## What you need to do
With pictures left out, retype exactly the lines from the one containing "Exercise. Mark the bird's tail" through the final line of the entries.

Content starts

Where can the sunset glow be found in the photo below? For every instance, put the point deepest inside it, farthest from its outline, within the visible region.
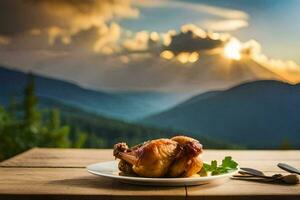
(232, 49)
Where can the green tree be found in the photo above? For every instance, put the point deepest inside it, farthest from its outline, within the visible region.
(27, 126)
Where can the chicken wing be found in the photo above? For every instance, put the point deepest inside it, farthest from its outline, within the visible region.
(175, 157)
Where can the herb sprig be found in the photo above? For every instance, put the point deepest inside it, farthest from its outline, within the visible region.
(227, 165)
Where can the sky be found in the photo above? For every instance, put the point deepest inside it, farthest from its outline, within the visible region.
(153, 45)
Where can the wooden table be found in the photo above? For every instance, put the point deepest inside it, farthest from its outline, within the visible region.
(61, 174)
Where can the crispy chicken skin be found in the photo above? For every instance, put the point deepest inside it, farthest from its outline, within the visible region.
(175, 157)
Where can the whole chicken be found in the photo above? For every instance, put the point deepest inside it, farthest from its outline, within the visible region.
(175, 157)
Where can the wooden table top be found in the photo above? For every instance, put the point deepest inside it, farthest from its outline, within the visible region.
(60, 174)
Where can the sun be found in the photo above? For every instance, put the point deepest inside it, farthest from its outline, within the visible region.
(232, 49)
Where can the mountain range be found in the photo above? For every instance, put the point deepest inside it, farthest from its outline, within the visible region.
(260, 114)
(124, 105)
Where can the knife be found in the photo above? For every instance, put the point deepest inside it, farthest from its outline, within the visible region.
(288, 168)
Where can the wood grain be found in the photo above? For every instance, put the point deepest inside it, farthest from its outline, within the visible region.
(59, 173)
(64, 182)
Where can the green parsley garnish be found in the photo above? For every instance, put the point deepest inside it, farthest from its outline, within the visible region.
(227, 165)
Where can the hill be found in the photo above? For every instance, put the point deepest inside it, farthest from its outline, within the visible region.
(123, 105)
(260, 114)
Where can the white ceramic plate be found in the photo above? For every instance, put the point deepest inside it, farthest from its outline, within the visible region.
(110, 170)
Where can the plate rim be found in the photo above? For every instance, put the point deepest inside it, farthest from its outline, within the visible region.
(146, 179)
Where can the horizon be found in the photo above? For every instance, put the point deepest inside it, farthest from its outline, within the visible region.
(210, 45)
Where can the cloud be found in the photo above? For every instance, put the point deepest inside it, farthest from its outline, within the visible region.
(198, 7)
(61, 20)
(192, 38)
(225, 25)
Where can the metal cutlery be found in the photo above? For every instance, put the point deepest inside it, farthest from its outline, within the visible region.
(288, 168)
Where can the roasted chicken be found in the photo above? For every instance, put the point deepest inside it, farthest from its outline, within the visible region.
(175, 157)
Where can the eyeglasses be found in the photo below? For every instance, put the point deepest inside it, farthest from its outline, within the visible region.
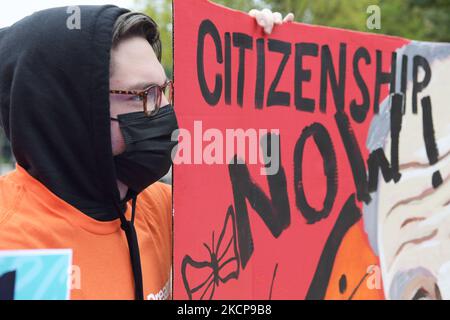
(151, 96)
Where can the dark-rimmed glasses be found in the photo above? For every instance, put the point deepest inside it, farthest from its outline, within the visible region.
(151, 96)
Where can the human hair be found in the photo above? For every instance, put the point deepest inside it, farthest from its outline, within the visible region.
(132, 24)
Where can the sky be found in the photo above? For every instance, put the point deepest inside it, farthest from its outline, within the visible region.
(14, 10)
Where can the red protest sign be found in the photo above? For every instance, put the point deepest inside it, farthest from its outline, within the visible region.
(275, 159)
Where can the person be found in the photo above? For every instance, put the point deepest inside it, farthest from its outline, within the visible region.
(88, 111)
(408, 221)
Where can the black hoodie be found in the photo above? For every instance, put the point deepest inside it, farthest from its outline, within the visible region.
(54, 100)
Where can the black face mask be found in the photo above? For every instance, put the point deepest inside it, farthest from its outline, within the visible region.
(148, 141)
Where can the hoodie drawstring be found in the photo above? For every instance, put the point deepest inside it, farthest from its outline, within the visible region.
(133, 247)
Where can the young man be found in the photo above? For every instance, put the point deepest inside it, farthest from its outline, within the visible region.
(88, 113)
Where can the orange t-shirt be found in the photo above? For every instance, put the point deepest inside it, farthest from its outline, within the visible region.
(32, 217)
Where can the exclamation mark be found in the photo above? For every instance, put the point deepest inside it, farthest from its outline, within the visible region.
(430, 141)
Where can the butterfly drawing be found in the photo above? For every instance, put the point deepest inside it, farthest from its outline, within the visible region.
(201, 278)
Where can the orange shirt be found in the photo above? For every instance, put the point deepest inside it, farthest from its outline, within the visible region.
(32, 217)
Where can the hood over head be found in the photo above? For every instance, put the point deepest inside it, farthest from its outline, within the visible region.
(54, 104)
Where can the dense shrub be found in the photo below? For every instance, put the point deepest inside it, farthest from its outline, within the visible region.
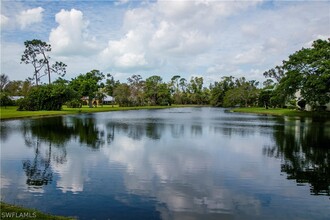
(46, 97)
(75, 103)
(5, 100)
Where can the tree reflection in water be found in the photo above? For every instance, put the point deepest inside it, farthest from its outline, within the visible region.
(303, 143)
(43, 134)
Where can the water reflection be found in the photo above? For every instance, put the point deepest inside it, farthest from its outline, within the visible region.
(38, 170)
(304, 145)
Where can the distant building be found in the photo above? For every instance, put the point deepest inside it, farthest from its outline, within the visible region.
(15, 98)
(106, 100)
(308, 107)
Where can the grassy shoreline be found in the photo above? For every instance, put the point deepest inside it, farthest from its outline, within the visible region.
(280, 112)
(13, 212)
(11, 112)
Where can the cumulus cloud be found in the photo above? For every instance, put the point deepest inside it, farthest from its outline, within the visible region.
(70, 37)
(167, 31)
(121, 2)
(29, 17)
(4, 20)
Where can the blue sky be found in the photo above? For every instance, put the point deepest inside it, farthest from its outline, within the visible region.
(188, 38)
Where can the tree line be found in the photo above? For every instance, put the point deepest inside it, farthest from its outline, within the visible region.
(304, 78)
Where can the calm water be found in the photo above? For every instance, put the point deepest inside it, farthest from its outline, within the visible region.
(188, 163)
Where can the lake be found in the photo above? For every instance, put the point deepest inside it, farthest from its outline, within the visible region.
(179, 163)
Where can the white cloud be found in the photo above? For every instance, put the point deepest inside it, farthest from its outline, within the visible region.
(4, 20)
(29, 17)
(70, 37)
(121, 2)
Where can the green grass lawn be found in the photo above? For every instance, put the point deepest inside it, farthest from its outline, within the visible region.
(13, 212)
(11, 112)
(281, 111)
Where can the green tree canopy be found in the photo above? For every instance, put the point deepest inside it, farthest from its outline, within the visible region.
(306, 71)
(88, 84)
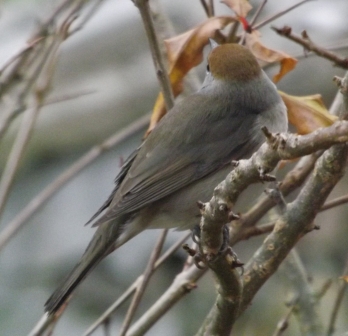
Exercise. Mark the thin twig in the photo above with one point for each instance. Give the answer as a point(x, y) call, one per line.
point(304, 41)
point(258, 12)
point(161, 72)
point(150, 268)
point(283, 324)
point(133, 287)
point(335, 202)
point(276, 16)
point(27, 125)
point(34, 205)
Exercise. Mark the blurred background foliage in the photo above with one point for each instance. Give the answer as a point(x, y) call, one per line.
point(108, 66)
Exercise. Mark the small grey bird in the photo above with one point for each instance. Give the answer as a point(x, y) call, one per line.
point(187, 154)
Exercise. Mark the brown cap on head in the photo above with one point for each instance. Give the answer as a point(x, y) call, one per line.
point(233, 62)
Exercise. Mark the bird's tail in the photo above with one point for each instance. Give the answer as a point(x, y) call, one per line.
point(102, 243)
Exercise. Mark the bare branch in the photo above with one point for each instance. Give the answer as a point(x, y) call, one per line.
point(161, 72)
point(44, 196)
point(303, 298)
point(305, 41)
point(150, 268)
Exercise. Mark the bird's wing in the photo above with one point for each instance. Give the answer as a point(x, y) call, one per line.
point(118, 180)
point(181, 150)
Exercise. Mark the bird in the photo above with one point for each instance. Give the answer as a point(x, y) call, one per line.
point(184, 158)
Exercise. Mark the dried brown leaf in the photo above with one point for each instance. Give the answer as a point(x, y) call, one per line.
point(240, 7)
point(184, 52)
point(263, 53)
point(307, 113)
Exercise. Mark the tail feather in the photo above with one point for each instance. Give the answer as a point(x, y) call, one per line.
point(62, 293)
point(102, 243)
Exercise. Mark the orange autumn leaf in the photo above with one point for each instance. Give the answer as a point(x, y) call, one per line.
point(184, 52)
point(240, 7)
point(344, 277)
point(307, 113)
point(263, 53)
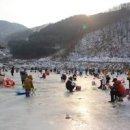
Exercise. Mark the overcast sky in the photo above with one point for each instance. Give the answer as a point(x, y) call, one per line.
point(33, 13)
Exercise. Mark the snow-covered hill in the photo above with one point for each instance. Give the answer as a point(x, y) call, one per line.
point(110, 43)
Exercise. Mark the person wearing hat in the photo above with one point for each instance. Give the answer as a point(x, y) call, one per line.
point(117, 90)
point(70, 85)
point(28, 85)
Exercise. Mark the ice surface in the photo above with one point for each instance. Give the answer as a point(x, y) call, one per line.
point(53, 108)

Content ends

## Solution for this problem
Exercise. Mark the bird's tail in the photo above with one point for each instance. Give the answer as a point(x, y) call, one per line.
point(102, 243)
Exercise. Mark the bare branch in the photo above with one point for each instance. Give the answer as a point(x, y) call, one per line.
point(161, 72)
point(44, 196)
point(303, 298)
point(305, 41)
point(150, 268)
Exercise. Mark the bird's wing in the photo above with one point for each instance. Give the answer as a point(x, y) call, one per line.
point(118, 180)
point(181, 150)
Exercise. Mark the bird in the photo above with one point for each instance. Give the answer as a point(x, y) call, one per line.
point(184, 158)
Exercise. Mark the dried brown leaf in the photo above with one point for each instance. Give the answer as a point(x, y) call, one per line.
point(240, 7)
point(184, 52)
point(263, 53)
point(307, 113)
Exercise. Mark the tail feather in the photo above with one point for each instance. Give the answer as a point(x, y) call, one per line.
point(62, 293)
point(102, 243)
Exercise. Mark the orange autumn leaf in the photo above with one point for each instance. Give the answer as a point(x, y) call, one per line.
point(184, 52)
point(240, 7)
point(344, 277)
point(307, 113)
point(263, 53)
Exercise. Mark the overcast sky in the photo above with one point for each instance. Give the answer as a point(x, y) call, one per line.
point(33, 13)
Exercise. Mark the snow-covered hill in the photo above with one point for each instance. Give the answer as a point(x, y) call, one per line.
point(110, 43)
Exercise. Mark the person wearing hat in the photo above with one point for each instance. Give the answer as a point(x, y) call, one per line.
point(117, 90)
point(70, 85)
point(28, 85)
Exercise. Mark the ice surface in the photo above with one point for each instance. Give the answer as a point(x, y) call, one per line.
point(53, 108)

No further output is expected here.